Your goal: Write out the data exactly as given, dropping every picture.
>>>>>
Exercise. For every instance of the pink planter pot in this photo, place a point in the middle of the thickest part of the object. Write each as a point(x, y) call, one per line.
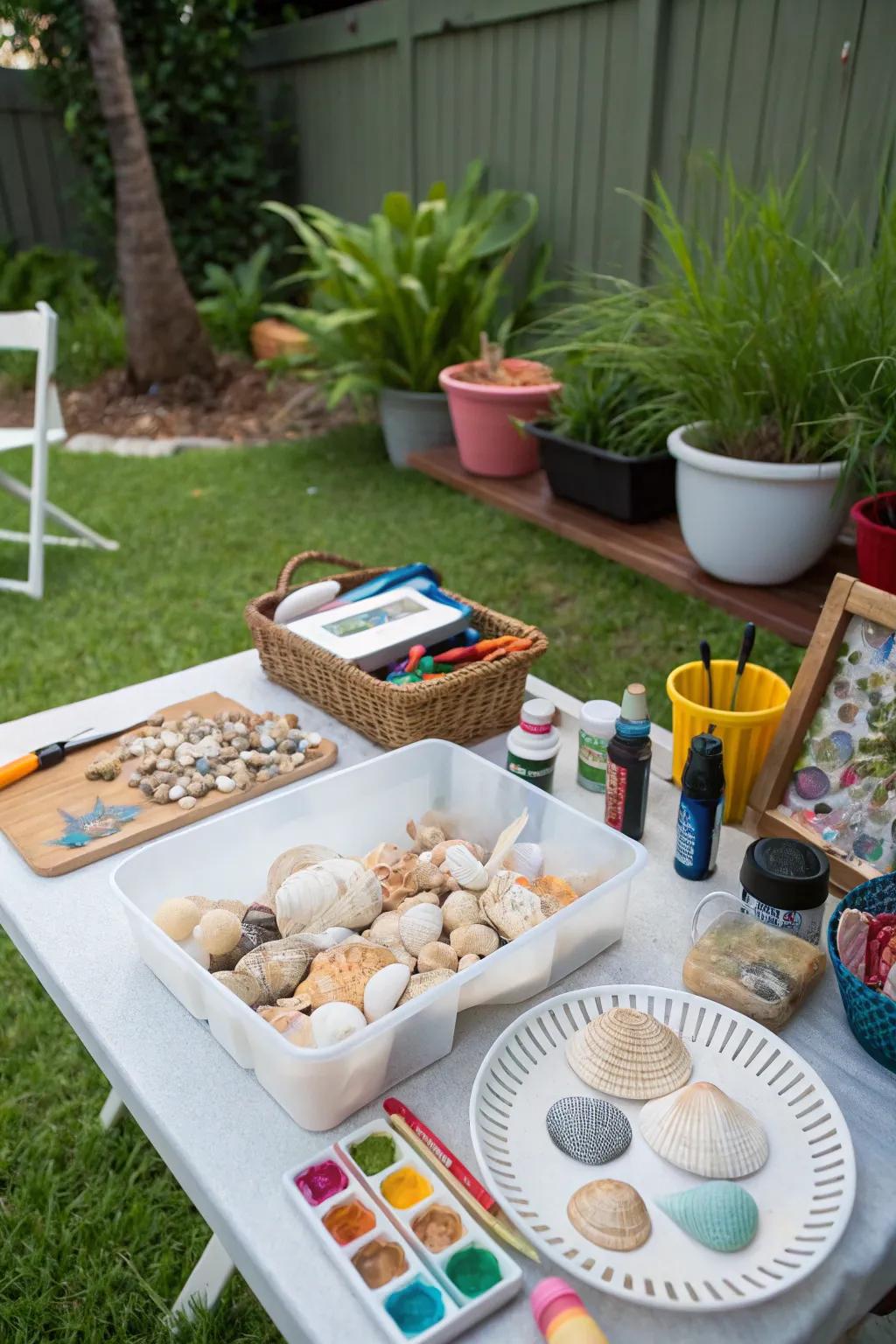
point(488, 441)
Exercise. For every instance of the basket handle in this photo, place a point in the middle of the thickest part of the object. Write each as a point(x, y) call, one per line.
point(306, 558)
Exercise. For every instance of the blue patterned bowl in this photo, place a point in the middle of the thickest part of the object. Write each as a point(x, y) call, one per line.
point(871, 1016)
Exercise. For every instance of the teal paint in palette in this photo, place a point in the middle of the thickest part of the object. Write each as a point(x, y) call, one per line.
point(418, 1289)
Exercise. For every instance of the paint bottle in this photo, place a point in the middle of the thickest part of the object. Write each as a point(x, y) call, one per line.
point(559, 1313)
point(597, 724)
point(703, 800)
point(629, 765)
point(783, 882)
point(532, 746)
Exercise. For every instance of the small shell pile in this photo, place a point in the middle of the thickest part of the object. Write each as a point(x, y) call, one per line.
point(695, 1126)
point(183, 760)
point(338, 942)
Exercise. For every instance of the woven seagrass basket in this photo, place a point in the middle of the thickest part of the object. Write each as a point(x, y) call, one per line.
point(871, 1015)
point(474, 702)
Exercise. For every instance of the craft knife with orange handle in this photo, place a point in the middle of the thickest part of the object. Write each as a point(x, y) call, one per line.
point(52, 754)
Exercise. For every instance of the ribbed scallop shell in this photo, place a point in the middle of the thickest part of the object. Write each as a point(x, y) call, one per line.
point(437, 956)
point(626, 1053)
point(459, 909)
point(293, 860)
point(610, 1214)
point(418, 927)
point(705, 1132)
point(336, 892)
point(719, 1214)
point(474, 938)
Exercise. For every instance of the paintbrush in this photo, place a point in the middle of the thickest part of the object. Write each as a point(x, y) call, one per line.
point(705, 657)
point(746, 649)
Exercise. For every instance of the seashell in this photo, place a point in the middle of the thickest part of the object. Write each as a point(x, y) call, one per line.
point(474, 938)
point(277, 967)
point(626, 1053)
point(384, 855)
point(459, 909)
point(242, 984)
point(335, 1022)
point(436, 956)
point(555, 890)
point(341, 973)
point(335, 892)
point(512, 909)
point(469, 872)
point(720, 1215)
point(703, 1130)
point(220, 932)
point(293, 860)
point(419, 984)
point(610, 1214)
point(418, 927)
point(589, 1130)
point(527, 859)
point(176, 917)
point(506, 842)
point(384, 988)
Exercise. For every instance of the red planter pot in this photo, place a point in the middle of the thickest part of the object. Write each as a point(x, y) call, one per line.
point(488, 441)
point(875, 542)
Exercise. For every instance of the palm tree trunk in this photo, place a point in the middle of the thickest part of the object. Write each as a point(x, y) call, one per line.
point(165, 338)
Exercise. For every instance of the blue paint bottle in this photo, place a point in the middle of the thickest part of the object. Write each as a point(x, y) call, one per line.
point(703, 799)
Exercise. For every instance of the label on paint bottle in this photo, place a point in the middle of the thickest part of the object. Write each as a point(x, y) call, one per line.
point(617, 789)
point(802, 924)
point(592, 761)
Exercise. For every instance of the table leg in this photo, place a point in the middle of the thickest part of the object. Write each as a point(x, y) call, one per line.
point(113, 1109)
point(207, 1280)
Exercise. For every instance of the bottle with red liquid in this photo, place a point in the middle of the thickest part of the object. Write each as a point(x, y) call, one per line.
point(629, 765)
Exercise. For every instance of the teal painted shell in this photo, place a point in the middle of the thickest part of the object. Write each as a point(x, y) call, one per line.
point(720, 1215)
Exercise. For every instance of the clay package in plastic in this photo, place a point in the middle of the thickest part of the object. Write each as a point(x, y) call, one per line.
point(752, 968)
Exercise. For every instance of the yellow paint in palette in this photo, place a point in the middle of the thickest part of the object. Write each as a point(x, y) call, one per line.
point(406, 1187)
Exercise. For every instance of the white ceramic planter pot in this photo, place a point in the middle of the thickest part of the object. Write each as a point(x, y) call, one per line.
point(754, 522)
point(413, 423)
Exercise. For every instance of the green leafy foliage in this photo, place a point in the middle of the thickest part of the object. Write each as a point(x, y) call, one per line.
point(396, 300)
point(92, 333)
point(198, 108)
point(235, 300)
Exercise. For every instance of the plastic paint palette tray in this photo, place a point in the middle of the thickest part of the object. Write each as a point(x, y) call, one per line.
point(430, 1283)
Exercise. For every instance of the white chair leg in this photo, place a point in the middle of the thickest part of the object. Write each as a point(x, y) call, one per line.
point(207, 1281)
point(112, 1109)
<<<<<
Response to this exercise:
Exercise. For every instance of the pink planter pot in this photo, place a point in the middle of the thickest part of the object. Write each as a point(x, y) call, one per line.
point(488, 441)
Exercise. For every instance of the basket handle in this photo, place a point in the middle of the thickest part of the object. Write each as a point(x, y) call, one per line.
point(306, 558)
Exercise. For every instance of the blue patterned bowl in this photo, place a point in the middle of the thickest part of the object. Write each as a point(x, y) call, one per line.
point(871, 1016)
Exercise. For every instance of the teal paint in palette in this photo, place a point in the middle of the thickest part of the object. Write each as a point(x, y) call, one per line.
point(418, 1289)
Exercise. For every instance of the paint bottle in this photo, place a point in the middle of the thickest part of the object. Write each as a point(x, y) call, one per line.
point(559, 1313)
point(597, 724)
point(703, 800)
point(629, 765)
point(783, 882)
point(532, 746)
Exercise. For every instance of the small shell pile in this photo, place a point in the middle of the thickest part of the object. Write each as a point(x, y) call, one per line.
point(695, 1126)
point(183, 760)
point(338, 942)
Exercise. For every instance of the woven seagrass basket in this photo, place a point in the middle of the thickest part of the object. Write each as a point(x, y) call, one per line.
point(871, 1015)
point(474, 702)
Exercise. For every instance of the craft knife with orange handle in this photo, place a point in the middle of the thickest part of the object. Write each as a point(x, y) call, one per line.
point(52, 754)
Exercise. For every instance of the ribbed scallop shell in this photo, place a point in the middle of the thickest part of the object. Write each as a point(x, y) call, one per line.
point(437, 956)
point(626, 1053)
point(459, 909)
point(293, 860)
point(610, 1214)
point(418, 927)
point(705, 1132)
point(336, 892)
point(719, 1214)
point(474, 938)
Exercise. For every instance of the paintbrush in this photo, place a point in the middle of the thickest part of the object. Write each as a point(x, y) call, one per line.
point(705, 657)
point(746, 649)
Exercise. For every instance of the seashell in this photo, place a point in the middle of the thickest part of the object. Write each as a point(x, y) call, one per line.
point(474, 938)
point(277, 967)
point(626, 1053)
point(384, 855)
point(459, 909)
point(242, 984)
point(335, 1022)
point(436, 956)
point(555, 890)
point(341, 973)
point(335, 892)
point(512, 909)
point(469, 872)
point(720, 1215)
point(703, 1130)
point(220, 932)
point(293, 860)
point(419, 984)
point(610, 1214)
point(418, 927)
point(589, 1130)
point(527, 859)
point(176, 917)
point(506, 842)
point(384, 988)
Exercise. For every instance of the red planter pot in this photo, place a point in the middle of the thickest part of the object. Write each as a point(x, y) call, one per line.
point(488, 441)
point(875, 542)
Exercise. For every instance of the palm tree trunk in this photo, place a point in the middle of the thickest part of the object. Write each as a point(x, y) call, one per line.
point(165, 338)
Exercise. For every instance of the blue paint bottle in this photo, place a point in the middle of the thickest part of the object. Write each as a point(x, y) call, one per line.
point(703, 799)
Exercise. For every instance of the label on paint bottle in this photo, place a point in the middle of the thickest part of the object. Write each as a point(x, y) call, one per line.
point(617, 789)
point(802, 924)
point(592, 761)
Exercise. For every instance of the table leg in this photo, place a point in the middle of the thickest part of the object. Write each as a point(x, y) call, one per line.
point(113, 1109)
point(207, 1280)
Exercise. For every instance of the bottle with red liquid in this photo, place a point in the middle of the thickest part of the object. Write each as a point(x, y) call, one per line.
point(629, 765)
Exercise. For every instance of the teal painted shell in this photo, place a point in the middle of the thickest part of the object. Write each as a point(x, y) call, one per line.
point(720, 1215)
Exercise. For every instance of the clay package in plastic in this photo, place a point in the middle of the thickest part of the object. Write each as a point(x, y) call, one per line.
point(752, 968)
Exercise. For every instance of the yellow paint in palette in this photo, place a point in the middle of the thickest part of the object. Write each as a point(x, y) call, one per line.
point(406, 1187)
Exercise. For every instance of the white ceramic planter pot in this photo, place a point in the middle of the thickest part of the object. Write each as a point(x, y) call, one per line.
point(754, 522)
point(413, 423)
Exercise. For every instance of the green leafy foliage in this photo, place a point in the middle of the thickest part of the object. Write each as a point(x, y) call, one per line.
point(396, 300)
point(92, 333)
point(198, 108)
point(235, 300)
Exercise. For every instance of the plastic paint palette tray in this photo, place a point in the middle of the thickest part of the object. Write each as a point(x, y) call, one per line.
point(430, 1283)
Exercise. For every instance of the white chair leg in this photo, place a point in the middle of the thickest part of the object. Write each as a point(x, y) call, one per line.
point(207, 1281)
point(112, 1109)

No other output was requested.